- Consignes de l'exercice:
A. Répondez, s'il vous plaît, à ces questions à partir du texte fourni :
(i) Depuis quelle date les personnels de santé sont-ils en grève ?
(ii) Depuis combien de nuits les tentes sont-elles plantées devant l'hôpital ?
(iii) Depuis combien d'années Emmanuel est-il infirmier à Pinel ?
B. Indiquez si chaque affirmation s'accorde avec le texte fourni, en citant les mots qui tranchent :
(i) L'Assemblée générale se tient normalement le mercredi.
(ii) Seuls des particuliers affichent leur soutien aux grévistes.
(iii) Une cagnotte a été créée pour aider les grévistes.

Depuis le 15 juin, les personnels de santé de Philippe Pinel à Amiens sont en grève. Deux mois d'un bras de fer avec leur direction et l'Agence Régionale de Santé. Un bras de fer qui s'est durci le 14 juillet après l'expulsion des grévistes des locaux de l'ARS. Depuis, ils campent devant l'hôpital.
La quinzaine de tentes déployées devant les grilles de l'hôpital Philippe Pinel à Amiens commencent à accuser le coup. Elles sont plantées là depuis aujourd'hui 33 nuits. 33 nuits et 63 jours de grève pour les personnels. Médecins, infirmiers, aide-soignants...Ils se relayent pour qu'une présence sur site soit assurée 24 heures sur 24.
Les gens s'arrêtent
Sous la plus grande tente, des tables, des chaises, des thermos de café, des prunes et des gâteaux...L'Assemblée générale hebdomadaire vient de se terminer. "Normalement, c'est tous les mercredis, explique Emilie Seguin, infirmière. Mais hier, c'était férié. Alors on l'a décalée à aujourd'hui". Comme tous, elle porte sa blouse de travail...customisée !
On sent la bonne humeur dans ce petit groupe d'une dizaine de personnes. Et certainement pas la fatigue. Et encore moins le découragement. "On ne sent pas le mouvement faiblir, confirme la jeune femme. On tient le coup. Il faut dire qu'on est bien soutenus". Pour preuve les coups de klaxons des automobilistes qui empruntent le rond-point. "Souvent des gens s'arrêtent pour prendre de nos nouvelles, raconte Emmanuel, infirmier depuis 22 ans à Pinel.
Presque tous les matins, on a des croissants. Pendant la canicule, un monsieur venait tous les soirs nous apporter des bouteilles d'eau bien fraîches. On sent le soutien des gens. Ca fait du bien !"
Une cagnotte a été mise en place pour aider les grévistes.
Soutien des collègues du Havre, de St-Etienne du Rouvray et d'ailleurs
Et il n'y a pas que les particuliers qui affichent leur soutien. Des collègues d'autres hôpitaux psychiatriques, en grève ou non, sont venus rencontrer les grévistes de Pinel.

- Données fournies:
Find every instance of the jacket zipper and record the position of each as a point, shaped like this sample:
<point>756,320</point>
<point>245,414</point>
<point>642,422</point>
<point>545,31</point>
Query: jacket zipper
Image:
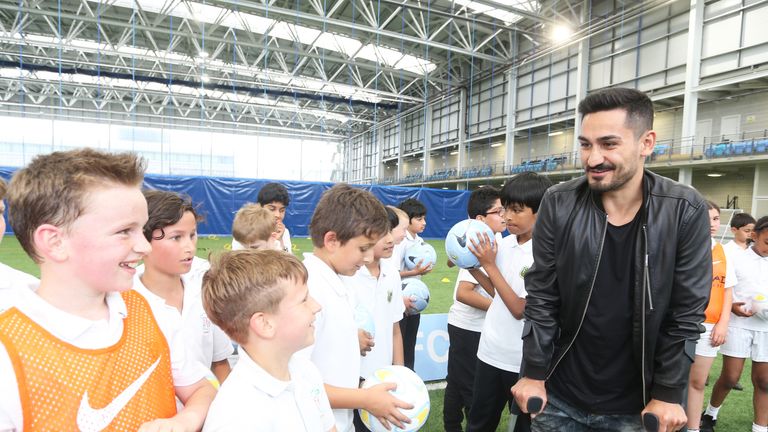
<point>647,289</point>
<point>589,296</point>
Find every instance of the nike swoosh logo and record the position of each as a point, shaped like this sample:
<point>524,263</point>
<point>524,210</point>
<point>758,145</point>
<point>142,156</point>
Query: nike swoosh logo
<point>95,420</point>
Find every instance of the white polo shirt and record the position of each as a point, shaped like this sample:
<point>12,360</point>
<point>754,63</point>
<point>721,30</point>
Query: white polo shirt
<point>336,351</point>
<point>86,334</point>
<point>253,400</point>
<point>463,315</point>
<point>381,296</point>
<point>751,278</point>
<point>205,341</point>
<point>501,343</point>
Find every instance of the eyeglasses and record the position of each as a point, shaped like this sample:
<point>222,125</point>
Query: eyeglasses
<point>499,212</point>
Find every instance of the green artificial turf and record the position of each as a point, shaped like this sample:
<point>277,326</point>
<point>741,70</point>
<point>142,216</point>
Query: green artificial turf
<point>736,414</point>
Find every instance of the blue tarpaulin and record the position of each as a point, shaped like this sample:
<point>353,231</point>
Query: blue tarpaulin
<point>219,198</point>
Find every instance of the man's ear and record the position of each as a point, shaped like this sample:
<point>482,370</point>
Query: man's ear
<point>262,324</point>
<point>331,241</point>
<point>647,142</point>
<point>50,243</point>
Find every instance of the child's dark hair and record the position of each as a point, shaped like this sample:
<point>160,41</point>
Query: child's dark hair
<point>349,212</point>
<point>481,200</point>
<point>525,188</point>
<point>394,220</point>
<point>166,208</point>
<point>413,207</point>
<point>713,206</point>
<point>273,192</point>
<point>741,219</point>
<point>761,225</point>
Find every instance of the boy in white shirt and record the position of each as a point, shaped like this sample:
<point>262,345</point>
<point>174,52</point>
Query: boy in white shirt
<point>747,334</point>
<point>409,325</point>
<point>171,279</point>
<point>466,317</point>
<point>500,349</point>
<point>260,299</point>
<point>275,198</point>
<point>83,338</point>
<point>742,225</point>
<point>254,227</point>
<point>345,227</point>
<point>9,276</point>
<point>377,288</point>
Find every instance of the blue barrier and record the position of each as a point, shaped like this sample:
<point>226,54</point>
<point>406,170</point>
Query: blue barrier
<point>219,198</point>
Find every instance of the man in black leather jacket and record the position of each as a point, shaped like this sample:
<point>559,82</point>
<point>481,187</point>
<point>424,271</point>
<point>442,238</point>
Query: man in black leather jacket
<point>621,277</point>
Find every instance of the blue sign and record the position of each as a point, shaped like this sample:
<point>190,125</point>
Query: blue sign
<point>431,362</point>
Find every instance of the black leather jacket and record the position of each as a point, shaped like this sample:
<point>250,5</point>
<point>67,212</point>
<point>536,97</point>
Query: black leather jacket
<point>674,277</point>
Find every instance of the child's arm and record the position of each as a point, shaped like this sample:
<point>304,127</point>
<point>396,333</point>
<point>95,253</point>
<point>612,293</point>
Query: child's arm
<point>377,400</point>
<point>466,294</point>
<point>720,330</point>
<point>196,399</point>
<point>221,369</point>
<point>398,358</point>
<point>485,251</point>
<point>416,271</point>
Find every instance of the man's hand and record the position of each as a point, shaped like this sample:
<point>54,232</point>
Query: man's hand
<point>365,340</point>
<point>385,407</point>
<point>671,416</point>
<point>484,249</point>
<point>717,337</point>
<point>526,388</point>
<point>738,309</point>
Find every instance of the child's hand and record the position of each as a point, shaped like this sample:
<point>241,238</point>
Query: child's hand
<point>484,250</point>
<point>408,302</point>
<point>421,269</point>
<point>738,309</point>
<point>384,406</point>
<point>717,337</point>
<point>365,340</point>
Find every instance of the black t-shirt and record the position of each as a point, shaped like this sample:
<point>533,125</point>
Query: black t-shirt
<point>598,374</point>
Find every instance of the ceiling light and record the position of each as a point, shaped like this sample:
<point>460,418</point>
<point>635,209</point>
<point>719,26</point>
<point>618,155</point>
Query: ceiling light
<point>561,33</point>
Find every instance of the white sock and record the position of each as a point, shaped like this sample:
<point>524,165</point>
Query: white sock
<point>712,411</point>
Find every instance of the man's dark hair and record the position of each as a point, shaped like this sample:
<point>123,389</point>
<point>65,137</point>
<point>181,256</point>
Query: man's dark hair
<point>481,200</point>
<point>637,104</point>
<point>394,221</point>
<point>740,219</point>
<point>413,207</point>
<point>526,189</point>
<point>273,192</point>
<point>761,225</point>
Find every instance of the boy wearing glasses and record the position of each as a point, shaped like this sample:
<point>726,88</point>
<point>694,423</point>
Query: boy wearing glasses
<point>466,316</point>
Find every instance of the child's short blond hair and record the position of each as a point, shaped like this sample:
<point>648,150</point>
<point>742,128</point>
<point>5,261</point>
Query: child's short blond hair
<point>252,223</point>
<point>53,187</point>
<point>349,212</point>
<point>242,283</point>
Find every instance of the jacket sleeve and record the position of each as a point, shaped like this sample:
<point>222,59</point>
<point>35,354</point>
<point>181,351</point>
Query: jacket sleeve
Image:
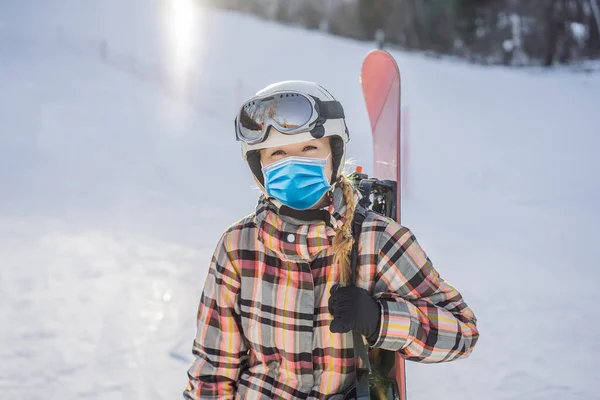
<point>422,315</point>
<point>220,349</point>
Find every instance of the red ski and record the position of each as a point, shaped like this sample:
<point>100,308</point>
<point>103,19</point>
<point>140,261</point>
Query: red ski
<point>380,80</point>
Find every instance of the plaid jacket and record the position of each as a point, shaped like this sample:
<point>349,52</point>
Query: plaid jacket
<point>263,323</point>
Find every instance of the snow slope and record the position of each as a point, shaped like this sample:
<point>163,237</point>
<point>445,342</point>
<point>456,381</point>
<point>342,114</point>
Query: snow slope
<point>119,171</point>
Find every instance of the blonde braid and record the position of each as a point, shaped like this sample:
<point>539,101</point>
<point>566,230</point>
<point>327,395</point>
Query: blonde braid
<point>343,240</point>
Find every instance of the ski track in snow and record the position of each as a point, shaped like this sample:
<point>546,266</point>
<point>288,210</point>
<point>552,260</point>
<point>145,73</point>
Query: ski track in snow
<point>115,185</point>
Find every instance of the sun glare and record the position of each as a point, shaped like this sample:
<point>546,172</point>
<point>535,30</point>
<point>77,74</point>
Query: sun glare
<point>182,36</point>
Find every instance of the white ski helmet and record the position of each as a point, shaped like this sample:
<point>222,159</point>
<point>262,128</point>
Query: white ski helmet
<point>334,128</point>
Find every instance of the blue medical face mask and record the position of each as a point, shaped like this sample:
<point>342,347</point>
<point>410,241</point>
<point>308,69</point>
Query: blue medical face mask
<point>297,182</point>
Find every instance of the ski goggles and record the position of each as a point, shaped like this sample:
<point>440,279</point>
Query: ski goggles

- Réponses par numéro:
A.
(i) Depuis le 15 juin.
(ii) Depuis 33 nuits.
(iii) Depuis 22 ans.

B.
(i) Oui : « Normalement, c'est tous les mercredis »
(ii) Non : « Et il n'y a pas que les particuliers qui affichent leur soutien. »
(iii) Oui : « Une cagnotte a été mise en place pour aider les grévistes. »